[Problem description]: All entries must be given again in full, exactly as they were supplied.

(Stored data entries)

------------

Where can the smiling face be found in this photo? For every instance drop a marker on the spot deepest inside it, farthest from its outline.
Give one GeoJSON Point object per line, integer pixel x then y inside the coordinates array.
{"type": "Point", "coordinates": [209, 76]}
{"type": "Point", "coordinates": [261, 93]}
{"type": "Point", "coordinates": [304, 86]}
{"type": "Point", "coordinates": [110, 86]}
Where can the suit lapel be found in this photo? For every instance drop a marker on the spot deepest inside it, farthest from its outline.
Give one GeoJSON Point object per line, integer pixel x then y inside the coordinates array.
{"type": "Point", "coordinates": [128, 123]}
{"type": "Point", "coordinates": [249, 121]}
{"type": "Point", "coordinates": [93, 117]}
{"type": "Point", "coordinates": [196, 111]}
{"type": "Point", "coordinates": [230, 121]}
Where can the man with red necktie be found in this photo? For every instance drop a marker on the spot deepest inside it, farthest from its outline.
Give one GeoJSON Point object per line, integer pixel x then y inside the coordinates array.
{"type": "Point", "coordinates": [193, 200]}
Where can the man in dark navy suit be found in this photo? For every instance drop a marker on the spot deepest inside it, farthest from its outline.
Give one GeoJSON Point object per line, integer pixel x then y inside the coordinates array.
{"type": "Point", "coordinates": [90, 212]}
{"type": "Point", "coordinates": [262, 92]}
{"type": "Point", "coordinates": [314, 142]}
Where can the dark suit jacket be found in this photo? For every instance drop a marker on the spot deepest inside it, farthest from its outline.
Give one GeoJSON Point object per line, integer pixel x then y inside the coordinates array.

------------

[Result for this exercise]:
Where can the smiling face be found in this photo? For every instance drop a marker on the spot deepest inside it, farthest from its outline.
Give one GeoJSON Point object per line, integer pixel x then y inside the coordinates array.
{"type": "Point", "coordinates": [209, 76]}
{"type": "Point", "coordinates": [261, 93]}
{"type": "Point", "coordinates": [304, 86]}
{"type": "Point", "coordinates": [110, 86]}
Where can the suit lapel be found in this photo? For every instance drop a marker on the spot deepest inside it, farthest from its outline.
Give one GeoJSON Point object per line, integer pixel x then y inside the coordinates array.
{"type": "Point", "coordinates": [128, 123]}
{"type": "Point", "coordinates": [249, 121]}
{"type": "Point", "coordinates": [93, 117]}
{"type": "Point", "coordinates": [196, 111]}
{"type": "Point", "coordinates": [230, 121]}
Where can the man with red necktie be found in this photo? For every instance drop a marker on the spot deepest inside it, farthest from its outline.
Give one GeoJSON Point object per line, integer pixel x then y inside the coordinates array.
{"type": "Point", "coordinates": [193, 200]}
Where can the man in dark navy suit be found in this photo? For every instance drop a marker on the spot deepest inside it, farthest from its outline.
Give one GeoJSON Point object per line, integer pixel x then y inside the coordinates array.
{"type": "Point", "coordinates": [90, 212]}
{"type": "Point", "coordinates": [262, 92]}
{"type": "Point", "coordinates": [314, 142]}
Where can the dark suit jacket be found in this photo? For every instance drop a marker on the spot deepest inside it, farthest from its outline.
Give one GeoJSON Point object per line, integer pixel x then y inside the coordinates array.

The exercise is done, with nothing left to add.